» **WHAT IS ASKED**
Put every row from the one containing "of the door" through the last row into a Markdown table with the columns "No." and "Text". Number each row in "No.", place its text in "Text", and leave out any blank lines.

________________________

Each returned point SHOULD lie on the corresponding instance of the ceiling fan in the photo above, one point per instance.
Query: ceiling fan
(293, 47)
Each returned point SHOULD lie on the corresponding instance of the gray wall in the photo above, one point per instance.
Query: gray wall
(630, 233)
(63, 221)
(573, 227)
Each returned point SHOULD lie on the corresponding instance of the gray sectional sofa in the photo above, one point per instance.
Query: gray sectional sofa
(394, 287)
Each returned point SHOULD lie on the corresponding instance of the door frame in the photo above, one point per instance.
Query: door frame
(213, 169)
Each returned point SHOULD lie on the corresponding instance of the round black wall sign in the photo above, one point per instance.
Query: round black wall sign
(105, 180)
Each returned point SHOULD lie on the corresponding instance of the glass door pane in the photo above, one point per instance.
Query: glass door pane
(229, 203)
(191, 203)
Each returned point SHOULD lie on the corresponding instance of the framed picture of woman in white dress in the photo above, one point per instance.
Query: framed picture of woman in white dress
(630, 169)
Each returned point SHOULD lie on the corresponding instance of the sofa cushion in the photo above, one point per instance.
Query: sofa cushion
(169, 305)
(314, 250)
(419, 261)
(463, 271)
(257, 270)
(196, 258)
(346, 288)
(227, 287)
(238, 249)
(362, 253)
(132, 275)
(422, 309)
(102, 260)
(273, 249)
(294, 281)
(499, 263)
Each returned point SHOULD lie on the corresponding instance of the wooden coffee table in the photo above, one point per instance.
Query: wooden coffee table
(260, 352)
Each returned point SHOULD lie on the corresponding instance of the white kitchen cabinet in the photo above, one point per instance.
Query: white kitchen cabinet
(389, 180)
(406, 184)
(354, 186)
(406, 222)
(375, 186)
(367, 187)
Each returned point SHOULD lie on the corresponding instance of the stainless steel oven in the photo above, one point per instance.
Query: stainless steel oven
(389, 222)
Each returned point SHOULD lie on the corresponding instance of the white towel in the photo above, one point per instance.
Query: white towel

________________________

» **CORRECT ANSWER**
| No. | Text |
|---|---|
| 1 | Each returned point SHOULD lie on the corresponding instance of the door frame in the photo above, one point per instance. |
| 2 | Query: door frame |
| 3 | (213, 169) |
| 4 | Each returned point SHOULD lie on the corresponding instance of the round black wall sign in the photo above, one point per instance. |
| 5 | Query: round black wall sign |
| 6 | (105, 180) |
| 7 | Each returned point SHOULD lie on the corresponding instance of the glass door pane in the photo above, one point per instance. |
| 8 | Query: glass door pane |
| 9 | (229, 203) |
| 10 | (191, 203) |
| 11 | Each returned point SHOULD lie on the corresponding instance of the framed picture of woman in white dress in the photo above, one point per instance. |
| 12 | Query: framed picture of woman in white dress |
| 13 | (630, 169) |
| 14 | Each returned point SHOULD lie on the corresponding instance of the sofa cushion in the photo above, one point per instance. |
| 15 | Query: sofa cushion |
| 16 | (169, 305) |
| 17 | (314, 250) |
| 18 | (419, 261) |
| 19 | (463, 271) |
| 20 | (257, 270) |
| 21 | (196, 258) |
| 22 | (346, 288) |
| 23 | (227, 287) |
| 24 | (238, 249) |
| 25 | (362, 253) |
| 26 | (132, 275) |
| 27 | (422, 309) |
| 28 | (102, 260) |
| 29 | (273, 249) |
| 30 | (294, 281) |
| 31 | (499, 263) |
| 32 | Each returned point SHOULD lie on the corresponding instance of the wooden coffee table in the photo above, one point per instance. |
| 33 | Query: wooden coffee table |
| 34 | (260, 352) |
| 35 | Each returned point SHOULD lie on the corresponding instance of the white kitchen cabinet in the photo above, one point per instance. |
| 36 | Query: white kitchen cabinet |
| 37 | (389, 180) |
| 38 | (406, 184) |
| 39 | (354, 186) |
| 40 | (406, 222) |
| 41 | (375, 186) |
| 42 | (367, 187) |
| 43 | Each returned point SHOULD lie on the corresponding instance of the stainless steel oven in the photo above, one point per instance. |
| 44 | Query: stainless steel oven |
| 45 | (389, 222) |
| 46 | Each returned point SHOULD lie on the corresponding instance of the white towel in the photo above, one point per instance. |
| 47 | Query: white towel |